## Texte fourni

Ainsi, la majorité des congrégations reconnues
avaient décuplé en trente années leur patrimoine.
Et il poursuit par les chiffres avec l'Ordre des Jésuites
qui a, à elle seule, 42 millions d'immeubles, c'est à
dire ce que possédaient toutes les congrégations
trente ans auparavant.
Les élections législatives
de 1893 se déroulent les 20 août et 3 septembre
pour le second tour. La Chambre des députés glisse
à gauche, car les socialistes ont 41 députés,
les radicaux 143 et les républicains de gouvernement tout
de même 279, ils glissent progressivement à droite
quant à la droite pure et dure elle est défaite
avec 79 députés.
Henri Brisson retrouve son siège dans ces élections
appelées alors générales du 20 août
1893, encore au premier tour, par 6.454 voix contre 1.663 à
M. Pieron
Le 18 décembre 1894, il avait retrouvé
la présidence de la Chambre pour la conserver jusqu'au
31 mai 1898 où il fut de nouveau appelé au pouvoir
Les échecs comme Président
de la République vont sans doute l'affecter, car visiblement
le poste lui aurait été parfait.
Candidat malheureux à la présidence
de la République en juin 1894 pour succéder à
Casimir Périer,
Ensuite, il fut un des candidats auxquels on pensa le plus pour
la présidence après l'assassinat du président
Carnot en 1894
Puis en janvier 1895 pour succéder à Félix
Faure,
Et ce sont les dernières élections
du siècle, les 8 et 22 mai 1898, en pleine affaire Dreyfus,
les Républicains modéré ont 254 sièges,
alors que les Radicaux en ont 104 et les Radicaux indépendants
104 et les Radicaux socialistes 74 et les Socialistes augmentent
leur nombre de députés ave 57 sièges.

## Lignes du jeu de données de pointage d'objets
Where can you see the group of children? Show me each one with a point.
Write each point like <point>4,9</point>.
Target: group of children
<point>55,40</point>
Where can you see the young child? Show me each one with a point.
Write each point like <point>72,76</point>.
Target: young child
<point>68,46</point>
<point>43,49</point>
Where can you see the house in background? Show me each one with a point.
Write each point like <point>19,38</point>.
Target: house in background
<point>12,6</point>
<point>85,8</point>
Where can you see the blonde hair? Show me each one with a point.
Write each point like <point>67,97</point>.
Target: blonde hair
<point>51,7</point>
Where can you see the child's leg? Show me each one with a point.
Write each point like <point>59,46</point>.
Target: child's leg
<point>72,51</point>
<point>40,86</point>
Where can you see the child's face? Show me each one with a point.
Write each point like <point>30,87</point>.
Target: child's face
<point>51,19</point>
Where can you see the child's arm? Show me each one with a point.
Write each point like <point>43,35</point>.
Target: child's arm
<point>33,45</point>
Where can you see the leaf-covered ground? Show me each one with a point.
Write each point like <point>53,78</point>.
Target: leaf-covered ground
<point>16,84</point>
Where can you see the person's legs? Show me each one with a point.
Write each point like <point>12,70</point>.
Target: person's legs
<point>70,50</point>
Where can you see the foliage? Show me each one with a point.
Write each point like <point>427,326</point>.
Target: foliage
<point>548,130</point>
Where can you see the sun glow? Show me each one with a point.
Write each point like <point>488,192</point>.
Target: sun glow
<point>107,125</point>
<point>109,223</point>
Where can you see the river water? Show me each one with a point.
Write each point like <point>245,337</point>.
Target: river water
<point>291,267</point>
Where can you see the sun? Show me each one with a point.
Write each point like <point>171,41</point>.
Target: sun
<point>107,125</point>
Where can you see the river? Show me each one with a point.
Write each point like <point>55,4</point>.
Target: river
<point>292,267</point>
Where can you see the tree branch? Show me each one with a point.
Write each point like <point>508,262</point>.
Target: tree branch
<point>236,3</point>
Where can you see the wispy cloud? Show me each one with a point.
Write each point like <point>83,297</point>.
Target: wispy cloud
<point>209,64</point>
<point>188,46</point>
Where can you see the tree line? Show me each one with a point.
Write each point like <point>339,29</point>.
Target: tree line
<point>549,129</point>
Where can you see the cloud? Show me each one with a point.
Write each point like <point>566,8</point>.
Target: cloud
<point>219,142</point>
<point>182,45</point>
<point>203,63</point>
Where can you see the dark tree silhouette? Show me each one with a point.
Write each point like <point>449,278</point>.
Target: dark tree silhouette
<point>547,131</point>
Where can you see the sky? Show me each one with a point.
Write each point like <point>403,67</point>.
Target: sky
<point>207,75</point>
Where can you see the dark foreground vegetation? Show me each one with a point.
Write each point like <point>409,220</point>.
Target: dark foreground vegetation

## Exercices à faire
**1)** D'après le texte sur Henri Brisson, répondez à ces questions :
(a) Quels jours se déroulent les élections législatives de 1893 ?
(b) Combien de voix Henri Brisson obtient-il face à M. Pieron ?
(c) Combien de sièges les Socialistes obtiennent-ils aux élections de mai 1898 ?
**2)** Reproduisez le passage du texte sur Henri Brisson qui commence par « Et il poursuit » et se poursuit jusqu'à « avec 79 députés. ».
**3)** Pouvez-vous poursuivre le texte sur Henri Brisson et les élections de la fin du siècle après sa dernière phrase ?

## Résultats dans l'ordre
**1)**
(a) Le 20 août et le 3 septembre.
(b) 6.454 voix.
(c) 57 sièges.

**2)**
Et il poursuit par les chiffres avec l'Ordre des Jésuites
qui a, à elle seule, 42 millions d'immeubles, c'est à
dire ce que possédaient toutes les congrégations
trente ans auparavant.
Les élections législatives
de 1893 se déroulent les 20 août et 3 septembre
pour le second tour. La Chambre des députés glisse
à gauche, car les socialistes ont 41 députés,
les radicaux 143 et les républicains de gouvernement tout
de même 279, ils glissent progressivement à droite
quant à la droite pure et dure elle est défaite
avec 79 députés.

**3)**
La gauche a 432 sièges, la droite 96 et les socialistes
57, tels étaient les clivages de l'époque.
Ses électeurs restèrent fidèles à
Henri Brisson, Radical, le 8 mai 1898 en lui renouvelant son
mandat par 6.916 voix contre 1.835 à M. Roldes.
Au milieu de l'année 1998, se forme
le second gouvernement Henri Brisson succédant du 28 juin
1898 au 26 octobre 1898 à celui de Jules Méline,
et il sera à son tour remplacé par Charles Dupuy
(4 ième gouvernement).
En effet, la majorité progressiste de centre-droit était
profondément divisée. Le président de la
République, Félix Faure, était antidreyfusard,
tout comme Méline qui durant ses deux ans à la
présidence du Conseil (de 1896 à 1898) s'obstina
à s'opposer à la révision du procès
Dreyfus, ce qui ne contribua pas peu à l'aggravation de
la crise. Puis il finit par tomber, à cause de l'Affaire.
Le gouvernement qui lui succéda, dirigé par Henri
Brisson, était complètement désemparé.
Brisson tout en étant un radical
reconnu, était isolé dans un gouvernement dominé
par les progressistes.
Il forma ce gouvernement quand le pays
fut violemment agité par l'affaire Dreyfus ; il prit partie
pour Alfred Dreyfus.(Il eut comme secrétaire particulier
un jeune avocat israélite : Louis André Caen) ;
sa fermeté et son honnêteté augmentèrent
le respect du public à son endroit, mais un vote hasardeux
renversa son ministère en octobre 1898.
Il fut en plus Ministre de la Justice et des Cultes
Il a pris le mercredi ses fonctions du
ministère de l'intérieur, il était accompagné
de M Girard et installé par M. Louis Barthou.
Dans ce cabinet, il y a quelques fortes personnalités
comme Delcassé aux Affaires étrangères,
Sarrien à la Justice Léon Bourgeois à l'Instruction
publique et Cavaignac le général au ministère
de la Guerre.
Les journaux sont assez durs, la Dépêche
du Berry écrit le 1 er juillet 1898 :
" M Brisson est un républicain à étiquette
radicale, mais nous l'avons déjà vu au pouvoir
et il n'a pas laissé le souvenir d'un casse-cou toujours
prêt à se lancer dans les aventures. Au contraire
on peut lui reprocher un peu d'indécision, lors des décisives
élections de 1885 ".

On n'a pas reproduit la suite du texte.